IMM-201-05
2005 CF 902
Ahmad Hassanzadeh (demandeur)
c.
Le ministre de la Citoyenneté et de l'Immigration (défendeur)
Répertorié: Hassanzadeh c. Canada (Ministre de la Citoyenneté et de l'Immigration) (C.F.)
Cour fédérale, juge Mosley--Vancouver, 14 juin; Ottawa, 24 juin 2005.
Citoyenneté et Immigration -- Exclusion et renvoi -- Personnes interdites de territoire -- Contrôle judiciaire du refus de la Section de l'immigration de la Commission de l'immigration et du statut de réfugié d'ajourner l'enquête sur l'interdiction de territoire en attendant l'issue de la demande de dispense dont le demandeur avait saisi le ministre en vertu de l'art. 34(2) de la Loi sur l'immigration et la protection des réfugiés (la LIPR) -- Le demandeur, dont la demande d'asile avait été rejetée, avait présenté en 1997 une demande de résidence permanente fondée sur des raisons d'ordre humanitaire qui avait été approuvée en principe -- Il fait maintenant l'objet d'un rapport selon lequel il devrait être interdit de territoire pour raison de sécurité nationale en vertu de l'art. 34(1)f) de la LIPR -- Le demandeur a saisi le ministre d'une demande de dispense et a réclamé l'ajournement de l'enquête portant sur son interdiction de territoire en attendant l'issue de sa demande de dispense -- Contrairement à l'ancienne Loi sur l'immigration, on ne trouve pas dans la LIPR de restriction quant au moment où le ministre peut exercer son pouvoir discrétionnaire -- Dans la plupart des cas, il est préférable que la preuve soit présentée et que la Commission constate les faits avant que le ministre ne se penche sur la demande de dispense discrétionnaire -- Demande rejetée.

==============================

__Consignes de la tâche__: Reprenez le sommaire de la décision Hassanzadeh c. Canada ci-dessus et poursuivez-le à partir de sa dernière phrase.

__Informations extraites__:

==============================

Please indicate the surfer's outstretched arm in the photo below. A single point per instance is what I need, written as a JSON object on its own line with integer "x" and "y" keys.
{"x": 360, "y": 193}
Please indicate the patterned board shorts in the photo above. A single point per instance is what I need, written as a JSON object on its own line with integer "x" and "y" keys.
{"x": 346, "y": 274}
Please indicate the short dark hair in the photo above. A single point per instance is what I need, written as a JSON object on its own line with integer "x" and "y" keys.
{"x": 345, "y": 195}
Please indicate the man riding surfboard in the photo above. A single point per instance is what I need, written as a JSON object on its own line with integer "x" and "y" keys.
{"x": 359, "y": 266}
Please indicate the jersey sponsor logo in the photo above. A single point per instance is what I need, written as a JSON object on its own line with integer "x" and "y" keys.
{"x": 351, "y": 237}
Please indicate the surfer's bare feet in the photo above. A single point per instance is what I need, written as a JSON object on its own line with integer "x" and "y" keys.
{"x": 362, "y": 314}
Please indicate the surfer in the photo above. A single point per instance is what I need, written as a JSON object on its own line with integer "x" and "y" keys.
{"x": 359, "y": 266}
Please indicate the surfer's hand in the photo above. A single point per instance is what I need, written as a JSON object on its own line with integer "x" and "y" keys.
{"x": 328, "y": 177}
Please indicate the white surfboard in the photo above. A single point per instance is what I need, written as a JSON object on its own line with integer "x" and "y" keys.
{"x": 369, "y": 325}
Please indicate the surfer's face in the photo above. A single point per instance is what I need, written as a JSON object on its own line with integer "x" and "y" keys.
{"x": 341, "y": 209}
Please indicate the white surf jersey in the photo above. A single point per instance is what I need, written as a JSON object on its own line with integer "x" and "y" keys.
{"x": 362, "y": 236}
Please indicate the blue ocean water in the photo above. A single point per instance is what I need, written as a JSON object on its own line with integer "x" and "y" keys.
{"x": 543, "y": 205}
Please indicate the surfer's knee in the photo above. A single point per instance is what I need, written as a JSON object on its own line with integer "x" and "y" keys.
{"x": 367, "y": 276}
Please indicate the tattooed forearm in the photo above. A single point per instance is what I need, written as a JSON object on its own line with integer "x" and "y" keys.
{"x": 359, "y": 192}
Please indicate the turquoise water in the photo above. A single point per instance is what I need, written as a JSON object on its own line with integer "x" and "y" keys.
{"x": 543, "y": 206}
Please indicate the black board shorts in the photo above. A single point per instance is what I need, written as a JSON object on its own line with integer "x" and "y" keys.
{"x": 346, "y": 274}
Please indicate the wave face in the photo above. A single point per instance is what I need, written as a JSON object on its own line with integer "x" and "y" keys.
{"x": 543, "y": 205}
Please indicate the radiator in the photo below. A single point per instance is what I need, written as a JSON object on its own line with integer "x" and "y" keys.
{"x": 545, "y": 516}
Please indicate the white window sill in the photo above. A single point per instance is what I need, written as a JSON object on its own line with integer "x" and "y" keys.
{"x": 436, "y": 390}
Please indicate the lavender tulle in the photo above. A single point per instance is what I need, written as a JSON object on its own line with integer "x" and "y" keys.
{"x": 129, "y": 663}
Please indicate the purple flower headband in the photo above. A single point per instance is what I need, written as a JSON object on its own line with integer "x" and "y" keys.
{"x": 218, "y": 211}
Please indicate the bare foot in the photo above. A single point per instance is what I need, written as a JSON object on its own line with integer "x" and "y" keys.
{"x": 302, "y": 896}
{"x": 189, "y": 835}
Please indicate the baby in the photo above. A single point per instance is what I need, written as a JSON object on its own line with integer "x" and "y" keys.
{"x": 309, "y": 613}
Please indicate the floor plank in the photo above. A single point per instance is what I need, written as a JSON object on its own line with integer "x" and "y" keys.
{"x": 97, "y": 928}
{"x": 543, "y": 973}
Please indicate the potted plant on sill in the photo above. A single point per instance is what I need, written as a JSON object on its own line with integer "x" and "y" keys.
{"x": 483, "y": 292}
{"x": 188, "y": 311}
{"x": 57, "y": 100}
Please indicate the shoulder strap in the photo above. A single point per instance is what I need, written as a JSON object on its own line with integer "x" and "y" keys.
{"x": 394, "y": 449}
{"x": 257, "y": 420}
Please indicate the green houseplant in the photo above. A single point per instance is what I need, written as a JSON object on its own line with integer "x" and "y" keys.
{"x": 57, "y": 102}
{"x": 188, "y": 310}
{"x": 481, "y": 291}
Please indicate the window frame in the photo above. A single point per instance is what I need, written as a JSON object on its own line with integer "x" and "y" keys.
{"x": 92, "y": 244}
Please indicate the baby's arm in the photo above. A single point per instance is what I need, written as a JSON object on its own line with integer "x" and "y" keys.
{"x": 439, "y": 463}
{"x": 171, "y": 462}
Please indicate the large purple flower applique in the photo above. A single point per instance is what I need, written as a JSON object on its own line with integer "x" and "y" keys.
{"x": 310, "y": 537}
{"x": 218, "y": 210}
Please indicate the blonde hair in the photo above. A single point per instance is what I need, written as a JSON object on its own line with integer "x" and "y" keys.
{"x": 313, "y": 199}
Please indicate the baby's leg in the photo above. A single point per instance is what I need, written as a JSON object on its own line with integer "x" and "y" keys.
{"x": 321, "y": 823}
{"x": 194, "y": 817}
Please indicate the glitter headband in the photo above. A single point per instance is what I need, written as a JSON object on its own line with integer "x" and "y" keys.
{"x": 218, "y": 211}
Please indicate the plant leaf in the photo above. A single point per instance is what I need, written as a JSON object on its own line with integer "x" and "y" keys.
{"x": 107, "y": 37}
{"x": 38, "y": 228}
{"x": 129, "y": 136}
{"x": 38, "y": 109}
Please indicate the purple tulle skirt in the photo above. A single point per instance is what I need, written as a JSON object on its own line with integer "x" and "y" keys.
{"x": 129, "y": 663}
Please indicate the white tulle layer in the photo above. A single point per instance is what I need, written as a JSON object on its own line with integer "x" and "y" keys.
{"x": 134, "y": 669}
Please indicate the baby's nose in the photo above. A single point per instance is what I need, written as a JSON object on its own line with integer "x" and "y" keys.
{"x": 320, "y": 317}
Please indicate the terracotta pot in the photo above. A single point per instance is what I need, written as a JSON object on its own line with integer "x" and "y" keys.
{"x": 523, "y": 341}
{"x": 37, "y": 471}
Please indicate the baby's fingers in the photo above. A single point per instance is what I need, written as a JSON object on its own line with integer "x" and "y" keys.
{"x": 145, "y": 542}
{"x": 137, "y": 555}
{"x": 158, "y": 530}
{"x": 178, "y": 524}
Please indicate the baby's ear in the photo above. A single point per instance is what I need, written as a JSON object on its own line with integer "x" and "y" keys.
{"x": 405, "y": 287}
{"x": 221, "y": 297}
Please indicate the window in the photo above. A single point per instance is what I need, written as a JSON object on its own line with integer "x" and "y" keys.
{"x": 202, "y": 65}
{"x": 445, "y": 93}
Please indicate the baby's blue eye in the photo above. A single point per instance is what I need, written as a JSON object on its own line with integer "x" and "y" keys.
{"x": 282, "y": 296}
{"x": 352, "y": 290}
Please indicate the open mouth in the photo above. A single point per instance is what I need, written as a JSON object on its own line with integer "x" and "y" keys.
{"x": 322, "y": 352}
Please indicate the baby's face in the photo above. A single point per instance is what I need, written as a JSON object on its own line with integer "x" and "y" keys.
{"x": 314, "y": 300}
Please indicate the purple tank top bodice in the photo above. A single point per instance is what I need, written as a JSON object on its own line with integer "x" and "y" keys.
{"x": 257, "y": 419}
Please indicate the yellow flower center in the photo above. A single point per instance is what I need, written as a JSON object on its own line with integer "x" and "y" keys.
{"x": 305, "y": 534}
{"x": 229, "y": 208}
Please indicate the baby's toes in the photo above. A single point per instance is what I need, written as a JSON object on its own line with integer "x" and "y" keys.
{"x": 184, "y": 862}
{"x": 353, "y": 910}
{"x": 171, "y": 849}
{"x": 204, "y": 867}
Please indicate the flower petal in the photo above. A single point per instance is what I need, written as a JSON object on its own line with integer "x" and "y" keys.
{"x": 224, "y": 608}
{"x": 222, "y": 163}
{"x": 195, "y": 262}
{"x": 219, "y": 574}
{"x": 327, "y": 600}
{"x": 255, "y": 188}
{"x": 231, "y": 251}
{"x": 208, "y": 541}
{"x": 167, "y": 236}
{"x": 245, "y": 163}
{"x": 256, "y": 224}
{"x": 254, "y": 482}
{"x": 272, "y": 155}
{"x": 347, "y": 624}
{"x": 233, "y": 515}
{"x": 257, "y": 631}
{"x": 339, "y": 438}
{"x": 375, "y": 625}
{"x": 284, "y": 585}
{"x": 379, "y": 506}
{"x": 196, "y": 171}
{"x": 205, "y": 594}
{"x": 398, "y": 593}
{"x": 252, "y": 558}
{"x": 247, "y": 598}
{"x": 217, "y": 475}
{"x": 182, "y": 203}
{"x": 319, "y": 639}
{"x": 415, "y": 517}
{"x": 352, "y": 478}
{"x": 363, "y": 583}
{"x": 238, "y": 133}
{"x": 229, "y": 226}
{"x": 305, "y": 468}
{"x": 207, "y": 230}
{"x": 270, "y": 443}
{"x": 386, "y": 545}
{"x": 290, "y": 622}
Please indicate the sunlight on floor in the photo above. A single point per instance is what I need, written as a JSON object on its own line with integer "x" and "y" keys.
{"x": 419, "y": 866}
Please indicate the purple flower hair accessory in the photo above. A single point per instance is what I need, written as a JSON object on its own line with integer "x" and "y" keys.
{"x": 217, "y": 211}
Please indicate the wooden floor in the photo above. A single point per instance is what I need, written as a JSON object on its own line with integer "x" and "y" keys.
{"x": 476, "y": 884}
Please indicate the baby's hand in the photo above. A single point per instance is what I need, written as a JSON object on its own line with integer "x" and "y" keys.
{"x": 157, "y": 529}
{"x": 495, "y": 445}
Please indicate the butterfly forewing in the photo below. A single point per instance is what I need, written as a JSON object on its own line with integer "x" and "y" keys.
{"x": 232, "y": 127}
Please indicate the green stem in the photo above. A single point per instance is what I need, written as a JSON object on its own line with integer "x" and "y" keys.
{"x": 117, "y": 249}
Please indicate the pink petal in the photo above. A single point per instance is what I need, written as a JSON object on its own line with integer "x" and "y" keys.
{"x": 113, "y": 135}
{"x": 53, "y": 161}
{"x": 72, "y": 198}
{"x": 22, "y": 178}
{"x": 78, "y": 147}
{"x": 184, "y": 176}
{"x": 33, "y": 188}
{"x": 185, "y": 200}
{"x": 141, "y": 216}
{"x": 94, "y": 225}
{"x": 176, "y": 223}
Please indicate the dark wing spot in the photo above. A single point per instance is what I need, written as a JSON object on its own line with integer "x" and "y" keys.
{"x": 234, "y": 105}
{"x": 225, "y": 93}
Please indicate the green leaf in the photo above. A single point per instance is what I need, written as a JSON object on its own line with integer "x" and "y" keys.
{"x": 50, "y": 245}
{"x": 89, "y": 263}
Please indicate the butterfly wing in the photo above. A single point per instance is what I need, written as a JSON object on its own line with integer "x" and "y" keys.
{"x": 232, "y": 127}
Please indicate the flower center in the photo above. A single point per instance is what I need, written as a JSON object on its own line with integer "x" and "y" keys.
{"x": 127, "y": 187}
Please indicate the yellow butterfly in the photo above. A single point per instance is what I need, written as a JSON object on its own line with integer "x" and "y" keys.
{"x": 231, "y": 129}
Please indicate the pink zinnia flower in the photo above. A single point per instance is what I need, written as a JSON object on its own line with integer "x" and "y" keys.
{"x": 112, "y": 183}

==============================

__Problème résolu__:
Il s'agit d'une demande de contrôle judiciaire du refus de la Section de l'immigration de la Commission de l'immigration et du statut de réfugié d'ajourner l'enquête portant sur l'interdiction de territoire du demandeur en attendant l'issue de la demande de dispense dont il avait saisi le ministre.
En 1997, le demandeur, un citoyen iranien dont la demande d'asile avait été rejetée en 1993, a présenté une demande de résidence permanente fondée sur des raisons d'ordre humanitaire qui a été approuvée en principe mais qui n'est pas encore réglée. En 2004, le défendeur a établi un rapport estimant que le demandeur était interdit de territoire pour raison de sécurité nationale prévue à l'alinéa 34(1)f) de la Loi sur l'immigration et la protection des réfugiés (la LIPR). Une enquête portant sur l'interdiction de territoire a été fixée et le demandeur a présenté la demande de dispense susmentionnée en vertu du paragraphe 34(2). La question en litige est celle de savoir si la Commission était compétente pour refuser d'ajourner l'enquête portant sur l'interdiction de territoire.
Jugement: la demande doit être rejetée.
Contrairement à l'ancienne Loi sur l'immigration, on ne trouve pas à l'article 34 de la LIPR une formulation indiquant que le législateur fédéral voulait que la décision du ministre sur la dispense soit prise avant que la Commission ne se prononce sur l'interdiction de territoire. Cette conclusion trouve appui dans l'arrêt Poshteh c. Canada (Ministre de la Citoyenneté et de l'Immigration), dans lequel la C.A.F. a statué qu'il n'y a plus de restriction dans le libellé de la loi quant au moment où le ministre peut exercer son pouvoir discrétionnaire. Bien qu'il puisse y avoir, dans des cas exceptionnels, des raisons de réclamer une dispense avant qu'une décision ne soit prise au sujet de l'interdiction de territoire, dans la plupart des cas, il est préférable que la preuve soit présentée et que la Commission constate les faits avant que le ministre ne se penche sur la demande de dispense discrétionnaire.
lois et règlements cités
Loi sur l'immigration, L.R.C. (1985), ch. I-2, art. 19(1)l) (mod. par L.C. 1992, ch. 49, art. 11), 27(2.1) (édicté, idem, art. 16), (4) (mod., idem).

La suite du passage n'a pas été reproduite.